*** Opening of Data shown ***
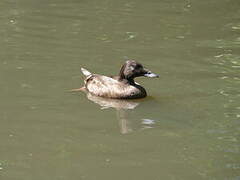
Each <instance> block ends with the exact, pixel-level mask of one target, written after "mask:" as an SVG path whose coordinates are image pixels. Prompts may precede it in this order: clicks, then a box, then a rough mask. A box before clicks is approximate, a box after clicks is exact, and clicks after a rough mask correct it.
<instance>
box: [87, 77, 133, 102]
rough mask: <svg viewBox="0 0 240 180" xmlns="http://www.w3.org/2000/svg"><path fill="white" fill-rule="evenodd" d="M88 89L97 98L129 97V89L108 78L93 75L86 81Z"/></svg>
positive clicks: (89, 91) (87, 79) (113, 97)
mask: <svg viewBox="0 0 240 180" xmlns="http://www.w3.org/2000/svg"><path fill="white" fill-rule="evenodd" d="M85 87H86V89H87V90H88V91H89V92H90V93H91V94H94V95H96V96H101V97H109V98H123V97H124V96H128V93H129V91H128V90H129V89H128V88H129V87H127V86H126V85H124V84H122V83H120V82H119V81H117V80H115V79H113V78H110V77H108V76H103V75H97V74H93V75H91V76H90V77H88V78H87V79H86V82H85Z"/></svg>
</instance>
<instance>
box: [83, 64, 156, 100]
mask: <svg viewBox="0 0 240 180" xmlns="http://www.w3.org/2000/svg"><path fill="white" fill-rule="evenodd" d="M81 70H82V72H83V74H84V75H85V76H86V79H85V80H84V82H85V84H84V87H83V88H84V89H85V90H87V91H88V92H89V93H91V94H93V95H96V96H101V97H107V98H116V99H135V98H143V97H146V96H147V92H146V90H145V89H144V88H143V87H142V86H140V85H139V84H137V83H135V82H134V78H135V77H138V76H148V77H158V76H157V75H155V74H153V73H151V72H150V71H148V70H146V69H144V68H143V66H142V65H141V64H139V63H136V62H135V61H126V63H125V64H124V65H123V67H122V68H121V70H120V73H119V76H113V77H110V76H104V75H99V74H92V73H90V72H89V71H87V70H86V69H84V68H82V69H81Z"/></svg>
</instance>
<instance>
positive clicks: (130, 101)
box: [87, 93, 139, 134]
mask: <svg viewBox="0 0 240 180" xmlns="http://www.w3.org/2000/svg"><path fill="white" fill-rule="evenodd" d="M87 98H88V99H89V100H91V101H93V102H94V103H96V104H99V105H100V106H101V109H107V108H114V109H116V112H117V119H118V121H119V126H120V132H121V133H122V134H127V133H130V132H132V129H131V126H130V122H129V120H128V111H127V110H133V109H134V108H136V107H137V106H138V105H139V103H138V102H134V101H132V100H122V99H109V98H103V97H99V96H94V95H92V94H90V93H87Z"/></svg>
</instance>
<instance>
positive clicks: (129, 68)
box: [119, 60, 158, 81]
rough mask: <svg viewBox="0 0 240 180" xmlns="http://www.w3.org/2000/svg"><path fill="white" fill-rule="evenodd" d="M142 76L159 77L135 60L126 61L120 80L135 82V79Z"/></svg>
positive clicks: (120, 75) (123, 66) (120, 71)
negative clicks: (138, 62) (136, 61)
mask: <svg viewBox="0 0 240 180" xmlns="http://www.w3.org/2000/svg"><path fill="white" fill-rule="evenodd" d="M140 76H146V77H158V75H157V74H154V73H152V72H151V71H149V70H147V69H145V68H144V67H143V66H142V64H140V63H138V62H136V61H134V60H128V61H126V62H125V64H124V65H123V66H122V68H121V70H120V72H119V77H120V79H127V80H128V81H133V79H134V78H135V77H140Z"/></svg>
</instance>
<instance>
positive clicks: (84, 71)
mask: <svg viewBox="0 0 240 180" xmlns="http://www.w3.org/2000/svg"><path fill="white" fill-rule="evenodd" d="M81 71H82V73H83V75H84V76H90V75H91V74H92V73H91V72H89V71H88V70H86V69H84V68H81Z"/></svg>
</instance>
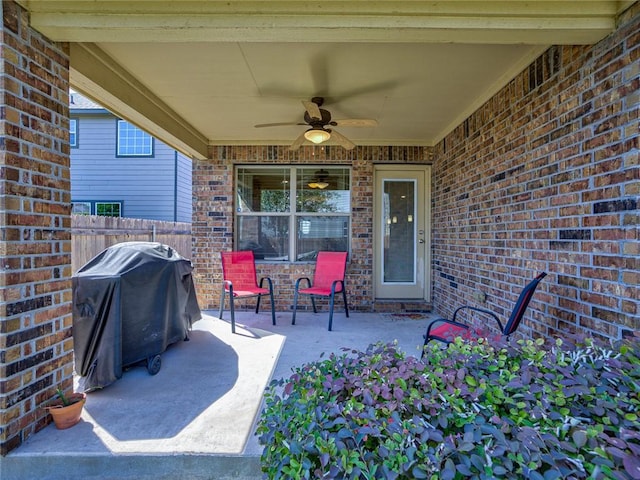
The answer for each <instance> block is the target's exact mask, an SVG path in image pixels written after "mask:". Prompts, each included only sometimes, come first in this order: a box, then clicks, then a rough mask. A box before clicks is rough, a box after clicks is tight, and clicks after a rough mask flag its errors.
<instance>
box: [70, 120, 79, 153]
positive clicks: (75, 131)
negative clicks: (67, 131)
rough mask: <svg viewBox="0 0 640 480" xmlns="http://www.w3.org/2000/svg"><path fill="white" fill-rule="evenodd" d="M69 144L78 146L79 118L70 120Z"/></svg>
mask: <svg viewBox="0 0 640 480" xmlns="http://www.w3.org/2000/svg"><path fill="white" fill-rule="evenodd" d="M69 145H71V148H77V147H78V120H76V119H75V118H71V119H70V120H69Z"/></svg>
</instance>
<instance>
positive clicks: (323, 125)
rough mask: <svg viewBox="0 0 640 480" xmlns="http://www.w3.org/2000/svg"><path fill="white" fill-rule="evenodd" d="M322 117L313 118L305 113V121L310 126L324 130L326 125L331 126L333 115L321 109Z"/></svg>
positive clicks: (307, 114)
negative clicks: (322, 129) (323, 129)
mask: <svg viewBox="0 0 640 480" xmlns="http://www.w3.org/2000/svg"><path fill="white" fill-rule="evenodd" d="M320 115H322V118H321V119H317V118H311V116H310V115H309V113H308V112H304V121H305V122H306V123H308V124H309V125H311V126H312V127H316V128H322V127H324V126H325V125H330V124H331V113H329V112H328V111H327V110H325V109H323V108H321V109H320Z"/></svg>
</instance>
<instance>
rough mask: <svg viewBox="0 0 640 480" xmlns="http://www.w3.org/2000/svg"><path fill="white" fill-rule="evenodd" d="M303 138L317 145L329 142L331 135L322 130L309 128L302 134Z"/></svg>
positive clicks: (322, 128)
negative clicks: (321, 143)
mask: <svg viewBox="0 0 640 480" xmlns="http://www.w3.org/2000/svg"><path fill="white" fill-rule="evenodd" d="M304 138H306V139H307V140H309V141H310V142H312V143H315V144H316V145H317V144H319V143H322V142H326V141H327V140H329V139H330V138H331V134H330V133H329V132H327V131H326V130H325V129H324V128H310V129H309V130H307V131H306V132H304Z"/></svg>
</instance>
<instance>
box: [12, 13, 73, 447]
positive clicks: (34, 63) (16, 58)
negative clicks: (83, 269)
mask: <svg viewBox="0 0 640 480" xmlns="http://www.w3.org/2000/svg"><path fill="white" fill-rule="evenodd" d="M2 10H3V12H2V13H3V25H2V40H1V42H2V44H1V47H2V59H1V61H2V66H1V67H0V72H1V74H0V75H1V76H0V86H1V90H0V95H1V97H0V129H1V135H2V142H1V143H0V169H1V172H2V176H1V178H0V192H1V193H0V215H2V237H1V238H0V248H1V249H2V256H3V264H2V270H0V275H1V276H2V282H1V283H0V285H1V286H0V312H1V313H0V454H2V455H5V454H6V453H7V452H8V451H9V450H11V449H13V448H15V447H17V446H18V445H20V444H21V443H22V442H23V441H24V440H25V439H26V438H27V437H28V436H29V435H31V434H32V433H33V432H35V431H37V430H39V429H40V428H42V427H43V426H44V425H46V422H47V421H48V418H47V415H46V412H44V411H43V409H42V408H40V407H41V406H42V404H43V402H45V401H46V400H48V399H49V398H50V397H52V396H53V393H54V390H55V387H56V386H62V387H63V388H65V389H66V390H70V389H71V387H72V368H73V359H72V339H71V303H70V302H71V282H70V276H71V256H70V249H71V243H70V238H71V230H70V228H71V224H70V215H69V214H70V193H69V191H70V185H69V144H68V128H69V121H68V70H69V59H68V55H67V52H66V51H65V50H64V49H63V48H58V47H57V46H55V45H52V44H51V43H50V42H49V41H47V40H46V39H45V38H43V37H41V36H40V35H39V34H37V33H36V32H34V31H33V30H31V29H30V28H29V26H28V19H27V16H26V14H25V13H24V12H23V11H22V10H21V9H20V7H18V6H17V5H16V4H15V3H13V2H10V1H3V2H2Z"/></svg>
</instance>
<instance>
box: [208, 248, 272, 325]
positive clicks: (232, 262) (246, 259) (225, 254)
mask: <svg viewBox="0 0 640 480" xmlns="http://www.w3.org/2000/svg"><path fill="white" fill-rule="evenodd" d="M220 257H221V259H222V276H223V282H222V292H221V294H220V314H219V315H218V317H219V318H220V319H221V320H222V311H223V309H224V297H225V294H226V293H228V294H229V307H230V310H231V332H232V333H236V317H235V308H234V305H233V301H234V299H236V298H249V297H258V302H257V303H256V313H258V310H259V309H260V299H261V298H262V297H263V296H264V295H269V297H270V299H271V321H272V322H273V324H274V325H275V324H276V310H275V304H274V302H273V283H272V282H271V279H270V278H269V277H263V278H261V279H260V285H258V283H257V281H256V279H257V276H256V262H255V258H254V256H253V251H252V250H241V251H238V252H220ZM265 280H266V281H267V283H268V285H269V288H263V287H262V284H263V283H264V281H265Z"/></svg>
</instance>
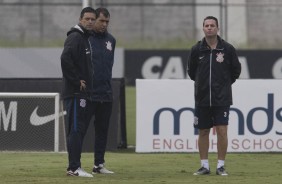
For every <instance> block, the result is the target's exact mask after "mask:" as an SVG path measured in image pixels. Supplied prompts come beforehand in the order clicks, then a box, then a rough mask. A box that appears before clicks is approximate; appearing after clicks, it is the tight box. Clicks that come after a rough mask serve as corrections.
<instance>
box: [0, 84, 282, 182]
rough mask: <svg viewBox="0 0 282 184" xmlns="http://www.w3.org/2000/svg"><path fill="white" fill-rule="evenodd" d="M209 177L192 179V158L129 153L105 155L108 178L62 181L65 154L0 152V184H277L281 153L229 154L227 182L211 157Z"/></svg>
mask: <svg viewBox="0 0 282 184" xmlns="http://www.w3.org/2000/svg"><path fill="white" fill-rule="evenodd" d="M135 94H136V89H135V87H126V113H127V115H126V117H127V138H128V144H129V145H135V134H136V130H135V127H136V123H135V121H136V120H135V117H136V112H135V111H136V99H135ZM209 159H210V166H211V171H212V173H211V175H210V176H193V175H192V174H193V172H195V171H196V170H197V169H199V166H200V161H199V155H198V153H147V154H141V153H135V150H134V149H133V148H130V149H121V150H117V151H114V152H107V153H106V162H107V167H108V168H109V169H111V170H113V171H115V174H113V175H95V176H94V178H81V177H68V176H66V174H65V170H66V166H67V162H68V161H67V154H66V153H46V152H42V153H40V152H39V153H33V152H31V153H30V152H0V184H6V183H8V184H14V183H21V184H38V183H40V184H41V183H43V184H44V183H52V184H53V183H58V184H61V183H65V184H80V183H83V184H85V183H86V184H87V183H99V184H144V183H149V184H178V183H197V184H207V183H208V184H213V183H216V184H221V183H228V184H239V183H242V184H253V183H254V184H278V183H279V184H280V183H281V180H282V172H281V165H282V154H281V153H229V154H228V155H227V160H226V169H227V171H228V172H229V176H224V177H223V176H217V175H215V167H216V154H214V153H212V154H210V158H209ZM81 162H82V167H83V168H84V169H85V170H86V171H88V172H90V171H91V169H92V166H93V153H83V154H82V159H81Z"/></svg>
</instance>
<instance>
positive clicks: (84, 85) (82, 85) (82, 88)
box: [80, 80, 86, 91]
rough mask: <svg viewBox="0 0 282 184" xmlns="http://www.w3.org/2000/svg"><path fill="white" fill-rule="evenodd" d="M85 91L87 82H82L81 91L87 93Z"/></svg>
mask: <svg viewBox="0 0 282 184" xmlns="http://www.w3.org/2000/svg"><path fill="white" fill-rule="evenodd" d="M85 89H86V82H85V80H80V91H85Z"/></svg>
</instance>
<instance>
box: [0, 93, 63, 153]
mask: <svg viewBox="0 0 282 184" xmlns="http://www.w3.org/2000/svg"><path fill="white" fill-rule="evenodd" d="M0 94H1V96H0V150H9V151H19V150H29V151H54V150H55V151H58V121H57V122H55V120H56V116H55V113H56V111H55V102H56V98H57V99H59V94H55V93H48V94H47V93H46V96H44V94H43V93H42V94H41V95H40V94H38V93H37V94H36V93H18V94H15V95H14V96H13V95H7V96H5V95H3V94H5V93H0ZM52 94H54V95H53V96H52ZM58 105H59V104H57V106H58ZM57 112H58V109H57ZM57 116H58V115H57ZM55 125H56V126H55Z"/></svg>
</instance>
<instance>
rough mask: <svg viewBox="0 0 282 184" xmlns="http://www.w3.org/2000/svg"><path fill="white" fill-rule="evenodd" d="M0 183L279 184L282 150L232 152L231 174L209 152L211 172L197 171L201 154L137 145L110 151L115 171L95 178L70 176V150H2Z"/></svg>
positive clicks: (86, 154) (94, 175) (110, 159)
mask: <svg viewBox="0 0 282 184" xmlns="http://www.w3.org/2000/svg"><path fill="white" fill-rule="evenodd" d="M0 158H1V161H0V162H1V166H0V183H1V184H2V183H3V184H6V183H9V184H12V183H21V184H38V183H40V184H41V183H58V184H61V183H66V184H72V183H73V184H80V183H99V184H107V183H108V184H109V183H112V184H144V183H152V184H168V183H169V184H178V183H197V184H202V183H203V184H204V183H209V184H213V183H216V184H219V183H228V184H240V183H244V184H252V183H254V184H280V183H281V181H282V172H281V165H282V154H274V153H269V154H228V161H227V167H226V168H227V170H228V172H229V176H217V175H216V174H215V167H216V163H215V160H216V155H215V154H211V155H210V162H211V171H212V173H211V175H209V176H193V175H192V173H193V172H194V171H195V170H197V169H198V167H199V159H198V154H197V153H189V154H187V153H185V154H184V153H181V154H180V153H179V154H171V153H166V154H165V153H159V154H137V153H134V151H133V150H126V151H125V150H123V151H118V152H107V153H106V160H107V163H108V165H107V166H108V168H110V169H112V170H113V171H115V174H113V175H94V178H81V177H69V176H66V175H65V169H66V163H67V155H66V153H19V152H17V153H14V152H1V153H0ZM82 163H83V167H84V169H85V170H86V171H89V172H90V171H91V168H92V163H93V154H91V153H83V155H82Z"/></svg>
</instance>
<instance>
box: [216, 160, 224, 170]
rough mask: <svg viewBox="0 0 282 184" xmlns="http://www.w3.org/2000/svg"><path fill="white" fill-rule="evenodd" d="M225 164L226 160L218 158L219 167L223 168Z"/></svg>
mask: <svg viewBox="0 0 282 184" xmlns="http://www.w3.org/2000/svg"><path fill="white" fill-rule="evenodd" d="M223 166H224V160H218V161H217V168H221V167H223Z"/></svg>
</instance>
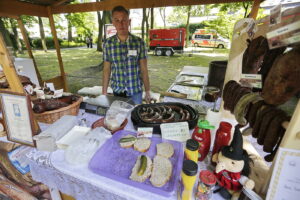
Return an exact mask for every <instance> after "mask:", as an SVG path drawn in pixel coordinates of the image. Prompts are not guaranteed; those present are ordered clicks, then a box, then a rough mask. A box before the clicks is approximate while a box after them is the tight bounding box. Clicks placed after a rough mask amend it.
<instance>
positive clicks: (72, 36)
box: [67, 18, 73, 42]
mask: <svg viewBox="0 0 300 200" xmlns="http://www.w3.org/2000/svg"><path fill="white" fill-rule="evenodd" d="M67 21H68V41H69V42H71V41H72V40H73V35H72V23H71V21H70V20H69V19H68V18H67Z"/></svg>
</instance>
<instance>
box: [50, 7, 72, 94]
mask: <svg viewBox="0 0 300 200" xmlns="http://www.w3.org/2000/svg"><path fill="white" fill-rule="evenodd" d="M47 11H48V17H49V22H50V27H51V33H52V36H53V40H54V44H55V49H56V54H57V59H58V64H59V69H60V75H61V77H62V81H63V86H64V87H63V89H64V91H68V90H67V81H66V74H65V70H64V64H63V61H62V57H61V53H60V46H59V42H58V39H57V33H56V29H55V24H54V18H53V14H52V11H51V7H50V6H48V7H47Z"/></svg>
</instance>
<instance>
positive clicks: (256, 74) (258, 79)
mask: <svg viewBox="0 0 300 200" xmlns="http://www.w3.org/2000/svg"><path fill="white" fill-rule="evenodd" d="M241 82H242V83H246V84H245V85H247V84H248V85H250V86H251V87H254V88H260V89H261V88H262V78H261V74H242V76H241Z"/></svg>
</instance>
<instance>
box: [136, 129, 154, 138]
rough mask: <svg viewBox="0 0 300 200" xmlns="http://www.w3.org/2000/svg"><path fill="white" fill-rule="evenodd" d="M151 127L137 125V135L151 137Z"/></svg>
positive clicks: (137, 135) (143, 136)
mask: <svg viewBox="0 0 300 200" xmlns="http://www.w3.org/2000/svg"><path fill="white" fill-rule="evenodd" d="M152 133H153V127H139V128H138V133H137V137H149V138H151V137H152Z"/></svg>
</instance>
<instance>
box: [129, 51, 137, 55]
mask: <svg viewBox="0 0 300 200" xmlns="http://www.w3.org/2000/svg"><path fill="white" fill-rule="evenodd" d="M128 56H137V50H128Z"/></svg>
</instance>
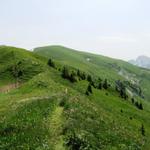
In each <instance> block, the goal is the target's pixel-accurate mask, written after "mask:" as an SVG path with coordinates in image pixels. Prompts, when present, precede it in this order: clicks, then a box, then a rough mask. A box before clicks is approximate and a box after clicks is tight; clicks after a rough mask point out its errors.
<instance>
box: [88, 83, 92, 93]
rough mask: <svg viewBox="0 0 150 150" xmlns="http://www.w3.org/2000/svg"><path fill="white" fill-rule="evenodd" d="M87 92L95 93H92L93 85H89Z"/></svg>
mask: <svg viewBox="0 0 150 150" xmlns="http://www.w3.org/2000/svg"><path fill="white" fill-rule="evenodd" d="M87 90H88V92H90V93H93V92H92V86H91V84H89V85H88V88H87Z"/></svg>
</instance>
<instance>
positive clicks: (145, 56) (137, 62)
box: [129, 55, 150, 69]
mask: <svg viewBox="0 0 150 150" xmlns="http://www.w3.org/2000/svg"><path fill="white" fill-rule="evenodd" d="M129 63H131V64H133V65H136V66H139V67H143V68H148V69H150V57H147V56H144V55H143V56H139V57H138V58H137V59H136V60H130V61H129Z"/></svg>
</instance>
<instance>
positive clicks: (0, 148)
mask: <svg viewBox="0 0 150 150" xmlns="http://www.w3.org/2000/svg"><path fill="white" fill-rule="evenodd" d="M0 54H1V55H0V150H18V149H19V150H26V149H32V150H35V149H39V150H85V149H87V150H101V149H102V150H113V149H114V150H125V149H130V150H149V147H150V119H149V116H150V92H149V91H150V86H149V85H150V70H148V69H147V70H146V69H143V68H139V67H137V66H133V65H131V64H129V63H128V62H124V61H121V60H116V59H112V58H109V57H104V56H101V55H95V54H91V53H86V52H81V51H76V50H73V49H69V48H66V47H62V46H47V47H40V48H36V49H34V51H33V52H30V51H27V50H25V49H20V48H15V47H7V46H0Z"/></svg>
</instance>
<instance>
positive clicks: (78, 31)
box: [0, 0, 150, 60]
mask: <svg viewBox="0 0 150 150" xmlns="http://www.w3.org/2000/svg"><path fill="white" fill-rule="evenodd" d="M0 45H12V46H17V47H23V48H27V49H32V48H34V47H38V46H45V45H63V46H67V47H71V48H74V49H78V50H84V51H89V52H93V53H98V54H102V55H107V56H111V57H115V58H121V59H124V60H128V59H131V58H136V57H137V56H138V55H147V56H150V1H149V0H0Z"/></svg>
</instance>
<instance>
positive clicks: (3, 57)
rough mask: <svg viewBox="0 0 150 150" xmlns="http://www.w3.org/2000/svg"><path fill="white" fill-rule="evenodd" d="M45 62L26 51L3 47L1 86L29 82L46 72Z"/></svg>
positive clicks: (18, 49)
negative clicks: (44, 66) (17, 83)
mask: <svg viewBox="0 0 150 150" xmlns="http://www.w3.org/2000/svg"><path fill="white" fill-rule="evenodd" d="M45 60H46V59H45V58H43V57H40V56H38V55H36V54H33V53H31V52H29V51H26V50H24V49H20V48H15V47H8V46H1V47H0V86H4V85H6V84H12V83H15V82H18V81H19V82H24V81H27V80H28V79H30V78H32V77H33V76H34V75H36V74H38V73H40V72H42V71H43V70H44V66H45V63H44V61H45ZM16 80H18V81H16Z"/></svg>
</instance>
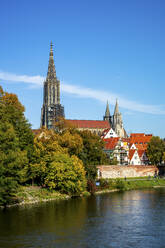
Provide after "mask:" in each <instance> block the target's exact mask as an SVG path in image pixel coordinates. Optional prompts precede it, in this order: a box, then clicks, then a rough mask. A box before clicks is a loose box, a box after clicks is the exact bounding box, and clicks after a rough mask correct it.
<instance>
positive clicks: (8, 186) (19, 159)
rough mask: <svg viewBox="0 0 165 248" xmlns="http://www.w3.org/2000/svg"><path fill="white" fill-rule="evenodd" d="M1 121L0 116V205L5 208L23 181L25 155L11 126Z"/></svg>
mask: <svg viewBox="0 0 165 248" xmlns="http://www.w3.org/2000/svg"><path fill="white" fill-rule="evenodd" d="M1 110H2V109H1ZM2 119H3V118H2V116H1V115H0V205H4V206H6V205H7V204H9V203H11V202H12V201H13V200H14V197H15V193H16V192H17V189H18V187H19V184H20V183H21V182H23V180H24V176H25V174H24V166H25V165H26V163H27V153H26V151H21V150H20V148H19V142H18V138H17V136H16V133H15V131H14V129H13V126H12V125H11V124H10V123H8V122H6V121H2Z"/></svg>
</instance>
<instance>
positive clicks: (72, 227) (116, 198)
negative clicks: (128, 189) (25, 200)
mask: <svg viewBox="0 0 165 248" xmlns="http://www.w3.org/2000/svg"><path fill="white" fill-rule="evenodd" d="M164 231H165V189H159V190H143V191H140V190H139V191H127V192H124V193H113V194H104V195H98V196H96V197H94V196H93V197H89V198H82V199H81V198H77V199H72V200H66V201H58V202H49V203H48V202H47V203H43V204H38V205H35V206H34V205H33V206H31V207H29V206H26V207H17V208H12V209H8V210H6V211H0V247H2V248H9V247H10V248H11V247H12V248H19V247H21V248H22V247H25V248H26V247H31V248H32V247H37V248H38V247H44V248H46V247H50V248H51V247H52V248H53V247H59V248H65V247H67V248H70V247H80V248H81V247H83V248H84V247H92V246H94V247H95V248H97V247H98V248H100V247H122V248H124V247H128V248H129V247H132V246H134V248H136V247H138V248H139V247H153V248H158V247H164V242H165V237H164Z"/></svg>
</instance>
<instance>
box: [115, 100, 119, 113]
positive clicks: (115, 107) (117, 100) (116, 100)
mask: <svg viewBox="0 0 165 248" xmlns="http://www.w3.org/2000/svg"><path fill="white" fill-rule="evenodd" d="M116 114H119V105H118V100H117V99H116V105H115V110H114V115H116Z"/></svg>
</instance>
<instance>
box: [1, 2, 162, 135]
mask: <svg viewBox="0 0 165 248" xmlns="http://www.w3.org/2000/svg"><path fill="white" fill-rule="evenodd" d="M164 12H165V1H164V0H102V1H98V0H70V1H68V0H60V1H56V0H47V1H45V0H40V1H39V0H35V1H34V0H33V1H31V0H28V1H26V0H13V1H10V0H1V2H0V23H1V29H0V33H1V35H0V36H1V38H0V58H1V59H0V85H2V86H3V88H4V90H7V91H9V92H13V93H16V94H17V95H18V97H19V99H20V101H21V102H22V103H23V104H24V105H25V108H26V112H25V115H26V117H27V118H28V120H29V122H30V123H31V124H32V127H33V128H38V127H39V125H40V112H41V106H42V101H43V89H42V81H43V78H44V77H45V76H46V73H47V68H48V59H49V48H50V41H51V40H52V42H53V43H54V55H55V65H56V72H57V76H58V78H59V79H60V80H61V103H62V104H63V105H64V107H65V115H66V118H68V119H91V120H92V119H100V120H101V119H102V117H103V115H104V112H105V107H106V101H107V100H108V101H109V103H110V112H111V113H113V111H114V103H115V99H116V98H118V101H119V107H120V111H121V113H122V114H123V121H124V126H125V128H126V130H127V132H128V133H130V132H146V133H153V134H154V135H159V136H161V137H165V128H164V126H165V100H164V92H165V83H164V82H165V68H164V67H165V63H164V61H165V32H164V27H165V15H164ZM36 76H37V77H36Z"/></svg>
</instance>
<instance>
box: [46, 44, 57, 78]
mask: <svg viewBox="0 0 165 248" xmlns="http://www.w3.org/2000/svg"><path fill="white" fill-rule="evenodd" d="M53 78H56V69H55V65H54V58H53V43H52V41H51V43H50V53H49V65H48V72H47V79H48V80H52V79H53Z"/></svg>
*** Close of Data shown ***
### Job:
Identify every line of the records that contains the string "negative", treating case as significant, and copy each such line.

### Solution to the problem:
negative clicks: (138, 62) (136, 61)
negative clicks: (67, 131)
negative clicks: (322, 129) (323, 129)
negative clicks: (321, 143)
negative clicks: (83, 269)
negative clicks: (44, 66) (17, 83)
negative clicks: (128, 189) (25, 200)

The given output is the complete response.